→ **What you will do**: Write out the lines of the material below, copying each one with no changes.

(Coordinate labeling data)
────────────────

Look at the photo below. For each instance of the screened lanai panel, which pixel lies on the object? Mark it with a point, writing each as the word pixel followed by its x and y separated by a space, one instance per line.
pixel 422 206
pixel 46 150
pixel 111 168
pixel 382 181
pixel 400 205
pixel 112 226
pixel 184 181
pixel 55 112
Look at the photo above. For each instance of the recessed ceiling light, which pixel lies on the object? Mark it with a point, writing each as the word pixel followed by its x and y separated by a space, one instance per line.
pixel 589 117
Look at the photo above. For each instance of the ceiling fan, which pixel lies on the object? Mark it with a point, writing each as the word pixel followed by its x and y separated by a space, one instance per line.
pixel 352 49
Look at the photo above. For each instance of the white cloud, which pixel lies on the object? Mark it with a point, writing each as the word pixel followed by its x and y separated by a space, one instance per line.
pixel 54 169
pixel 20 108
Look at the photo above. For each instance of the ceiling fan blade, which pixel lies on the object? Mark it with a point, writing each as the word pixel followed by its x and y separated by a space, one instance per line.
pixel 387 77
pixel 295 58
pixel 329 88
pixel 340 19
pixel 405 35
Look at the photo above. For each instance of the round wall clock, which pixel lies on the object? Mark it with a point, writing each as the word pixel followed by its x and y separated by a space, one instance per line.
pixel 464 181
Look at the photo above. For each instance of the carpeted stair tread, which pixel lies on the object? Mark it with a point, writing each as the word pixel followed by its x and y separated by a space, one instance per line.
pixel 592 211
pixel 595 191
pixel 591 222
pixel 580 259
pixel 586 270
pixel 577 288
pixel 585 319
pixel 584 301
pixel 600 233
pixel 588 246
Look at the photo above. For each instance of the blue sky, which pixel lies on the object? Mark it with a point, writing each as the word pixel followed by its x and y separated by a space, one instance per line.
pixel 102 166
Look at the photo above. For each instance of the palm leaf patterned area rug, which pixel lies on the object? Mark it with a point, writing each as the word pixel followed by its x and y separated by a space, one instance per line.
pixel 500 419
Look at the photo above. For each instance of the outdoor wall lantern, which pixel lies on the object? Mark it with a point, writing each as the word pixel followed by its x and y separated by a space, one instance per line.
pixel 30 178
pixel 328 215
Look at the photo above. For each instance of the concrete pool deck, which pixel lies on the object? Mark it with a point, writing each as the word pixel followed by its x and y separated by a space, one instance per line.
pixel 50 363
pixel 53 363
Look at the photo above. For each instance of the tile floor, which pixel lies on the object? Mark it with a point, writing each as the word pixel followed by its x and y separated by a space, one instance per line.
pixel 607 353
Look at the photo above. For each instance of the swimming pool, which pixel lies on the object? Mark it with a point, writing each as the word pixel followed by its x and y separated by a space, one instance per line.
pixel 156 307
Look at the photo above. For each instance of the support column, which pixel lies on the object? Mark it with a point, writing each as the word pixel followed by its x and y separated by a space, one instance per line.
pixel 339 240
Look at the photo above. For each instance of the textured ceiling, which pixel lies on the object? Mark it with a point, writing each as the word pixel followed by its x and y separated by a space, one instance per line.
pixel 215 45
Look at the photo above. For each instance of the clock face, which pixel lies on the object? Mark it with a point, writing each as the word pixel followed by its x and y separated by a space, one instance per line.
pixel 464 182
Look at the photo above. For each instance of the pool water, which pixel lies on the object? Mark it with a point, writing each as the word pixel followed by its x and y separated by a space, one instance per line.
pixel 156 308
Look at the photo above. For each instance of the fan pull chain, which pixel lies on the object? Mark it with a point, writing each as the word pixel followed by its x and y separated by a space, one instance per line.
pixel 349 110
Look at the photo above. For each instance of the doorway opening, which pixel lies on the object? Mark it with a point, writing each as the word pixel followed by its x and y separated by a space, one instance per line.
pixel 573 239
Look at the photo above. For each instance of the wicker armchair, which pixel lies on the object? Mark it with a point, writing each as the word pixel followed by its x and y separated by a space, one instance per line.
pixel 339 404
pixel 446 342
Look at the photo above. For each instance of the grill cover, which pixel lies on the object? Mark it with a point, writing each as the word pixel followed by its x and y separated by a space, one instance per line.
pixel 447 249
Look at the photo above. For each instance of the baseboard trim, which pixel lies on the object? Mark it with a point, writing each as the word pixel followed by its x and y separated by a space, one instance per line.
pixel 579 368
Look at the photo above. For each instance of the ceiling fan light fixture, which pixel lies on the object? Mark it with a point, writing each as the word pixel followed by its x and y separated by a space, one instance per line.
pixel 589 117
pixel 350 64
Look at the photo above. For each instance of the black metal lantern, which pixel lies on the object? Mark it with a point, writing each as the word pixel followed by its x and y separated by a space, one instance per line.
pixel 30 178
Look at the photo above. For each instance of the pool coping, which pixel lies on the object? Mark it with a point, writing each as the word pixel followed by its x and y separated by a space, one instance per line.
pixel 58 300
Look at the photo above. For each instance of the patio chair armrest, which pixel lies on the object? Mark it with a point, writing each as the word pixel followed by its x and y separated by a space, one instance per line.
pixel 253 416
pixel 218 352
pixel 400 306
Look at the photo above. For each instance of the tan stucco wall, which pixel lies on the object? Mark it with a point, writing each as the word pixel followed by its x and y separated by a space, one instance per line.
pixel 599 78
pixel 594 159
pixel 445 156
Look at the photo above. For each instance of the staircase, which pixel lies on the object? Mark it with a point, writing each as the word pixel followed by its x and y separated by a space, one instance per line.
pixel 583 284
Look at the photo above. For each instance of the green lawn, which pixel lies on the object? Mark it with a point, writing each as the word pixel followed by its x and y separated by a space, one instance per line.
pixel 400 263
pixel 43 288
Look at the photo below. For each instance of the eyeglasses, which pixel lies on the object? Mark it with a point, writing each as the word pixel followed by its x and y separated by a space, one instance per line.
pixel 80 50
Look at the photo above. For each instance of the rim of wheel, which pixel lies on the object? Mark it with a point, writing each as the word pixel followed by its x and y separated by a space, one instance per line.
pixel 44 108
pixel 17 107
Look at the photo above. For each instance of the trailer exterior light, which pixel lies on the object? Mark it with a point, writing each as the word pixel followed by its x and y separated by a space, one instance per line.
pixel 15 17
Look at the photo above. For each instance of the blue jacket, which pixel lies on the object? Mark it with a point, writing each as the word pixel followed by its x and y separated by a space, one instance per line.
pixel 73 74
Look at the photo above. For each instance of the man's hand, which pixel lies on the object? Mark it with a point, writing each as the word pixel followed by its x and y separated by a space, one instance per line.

────────────────

→ **Solution below**:
Look at the photo below. For each instance of the screened lanai panel, which pixel lies on the object? Mark it with a point, writing each as the word pixel followed by its x and y separated by a space, one instance per line.
pixel 422 206
pixel 46 150
pixel 111 168
pixel 382 181
pixel 400 205
pixel 112 226
pixel 184 181
pixel 55 112
Look at the photo above. For each instance of the recessed ceiling light, which pixel lies on the object? Mark it with a point, writing each as the word pixel followed by its x and y separated by a space, one instance per line.
pixel 589 117
Look at the photo above. For each instance of the ceiling fan, which pixel lies on the object? Mark it with a point, writing each as the word pixel followed by its x and y separated by a space, one instance per line.
pixel 352 49
Look at the photo above. For each instance of the white cloud, which pixel lies on the object? Mark it with a point, writing each as the word pixel followed by its x and y separated by a space, one instance per line.
pixel 54 169
pixel 20 108
Look at the photo above. For each instance of the ceiling fan blade, which pixel lies on the object? Mark it with a point, writing each as the word pixel followed by its x and y separated by a space, one instance per line.
pixel 387 77
pixel 295 58
pixel 329 88
pixel 340 19
pixel 405 35
Look at the photo above. For each instance of the round wall clock, which pixel lies on the object? Mark it with a point, writing each as the word pixel followed by its x and y separated by a space, one instance per line.
pixel 464 181
Look at the photo above. For each instance of the carpeted stair tread, which pixel lies on the object? Mark it with a point, writing each as the word pixel followed by its x and y separated by a space, one instance per line.
pixel 592 211
pixel 595 191
pixel 591 222
pixel 580 259
pixel 586 270
pixel 577 288
pixel 585 319
pixel 584 301
pixel 600 233
pixel 588 246
Look at the photo above. For each instance of the blue sky, which pixel lies on the object? Mark it with a point, writing each as the word pixel followed by its x and y separated by a space, one instance per line.
pixel 102 166
Look at the photo above. For each instance of the palm leaf patterned area rug, which pixel lies on the object? Mark it with a point, writing each as the word pixel followed by its x and y separated by a space, one instance per line.
pixel 500 419
Look at the photo above. For each instance of the outdoor wall lantern, which pixel lies on the object? Mark it with a point, writing each as the word pixel followed by its x and y separated by a space, one instance per line.
pixel 30 178
pixel 328 215
Look at the photo above. For each instance of the concrete pool deck, which pixel lies on the object? Mark it with a point, writing each as the word pixel followed by its x and y separated by a space, one instance per line.
pixel 50 363
pixel 53 363
Look at the photo above. For each instance of the tile floor, which pixel lies on the object? Mark it with a point, writing each as the word pixel followed by its x and y separated by a space, one instance per line.
pixel 607 353
Look at the photo above. For each instance of the swimming pool, which pixel lies on the object? Mark it with a point, writing each as the word pixel followed by its x and y separated by a space, one instance per line.
pixel 156 307
Look at the photo above. For each instance of the support column, which pixel lies on the object? Mark it with a point, writing each as the word pixel followed by its x and y separated by a space, one instance per line.
pixel 339 240
Look at the photo above. For each instance of the textured ceiling, which pixel lies on the object? Mark it with a point, writing each as the word pixel followed by its x and y separated by a space, one instance per line.
pixel 215 45
Look at the photo above. For each instance of the clock face, which pixel lies on the object? Mark it with a point, writing each as the word pixel followed by its x and y separated by a space, one instance per line.
pixel 464 182
Look at the photo above. For each instance of the pool water, which pixel lies on the object? Mark it with a point, writing each as the word pixel followed by its x and y separated by a space, one instance per line.
pixel 156 308
Look at the photo above. For each instance of the fan pull chain, which pixel lies on the object? Mark it with a point, writing each as the word pixel followed by its x and y separated by a space, one instance per line.
pixel 349 110
Look at the photo above. For each instance of the doorway opening, which pixel lies on the object? Mark it with a point, writing each as the word pixel followed by its x and y separated by a space, one instance per line.
pixel 573 239
Look at the photo above. For each instance of the wicker armchair, which pixel lies on the object? Mark it with a point, writing each as the word pixel followed by its x and y separated by a space, one instance per line.
pixel 339 404
pixel 446 342
Look at the photo above. For each instance of the grill cover, which pixel lies on the object? Mark it with a point, writing each as the word pixel followed by its x and y separated by a space, one instance per line.
pixel 447 249
Look at the photo above. For each instance of the baseboard trim, which pixel lies on the object? Mark it with a point, writing each as the word pixel followed by its x and y separated by a space, one instance per line.
pixel 579 368
Look at the photo above. For each instance of the ceiling fan light fixture, which pixel lies on the object? Mark it with a point, writing each as the word pixel followed by its x and y separated by a space, one instance per line.
pixel 589 117
pixel 350 64
Look at the photo above. For each instance of the black metal lantern, which pixel lies on the object? Mark it with a point, writing each as the word pixel followed by its x and y separated by a space, one instance per line.
pixel 30 178
Look at the photo above. For each instance of the pool coping, which pixel lies on the object? Mark it with a point, writing each as the word pixel followed by its x and y separated by a space, one instance per line.
pixel 58 300
Look at the photo above. For each instance of the patio chair armrest, which pixel lies on the object? Mark it with a point, writing each as the word pixel followed by its x and y separated by a space, one instance per line.
pixel 253 416
pixel 218 352
pixel 400 306
Look at the photo above. For each instance of the tan stucco wall, which pixel lies on the object? Mark it with a point, writing each as the word pixel followed by its x and y separated by a space, one instance per line.
pixel 599 78
pixel 594 159
pixel 445 156
Look at the photo above. For each instance of the staircase, which pixel lies on the object? Mark it with a point, writing each as the word pixel followed by its x and y separated by a space, one instance per line.
pixel 583 284
Look at the photo above. For each instance of the green lawn, which pixel lies on the object? Mark it with a point, writing each as the word pixel followed by its x and y separated by a space, one instance per line.
pixel 400 263
pixel 43 288
Look at the photo below. For each instance of the eyeglasses, which pixel lies on the object? Mark it with a point, writing each as the word pixel followed by its x and y separated by a space, one instance per line.
pixel 80 50
Look at the photo above. For each instance of the rim of wheel, which pixel lies on the object? Mark it with a point, writing each as the word pixel followed by its x and y separated by a space, one instance per line.
pixel 44 108
pixel 17 107
Look at the photo above. For each instance of the trailer exterior light, which pixel lies on the object? Mark it with a point, writing each as the word pixel followed by its x and y separated by a space, one instance per line.
pixel 15 17
Look at the photo above. For each instance of the blue jacket, which pixel lies on the object? Mark it with a point, writing each as the word pixel followed by its x and y separated by a space, one instance per line.
pixel 73 74
Look at the photo above. For each instance of the man's hand, which pixel lies on the object? Mark it with a point, writing each as the word pixel followed by its x and y separated by a space, one instance per line.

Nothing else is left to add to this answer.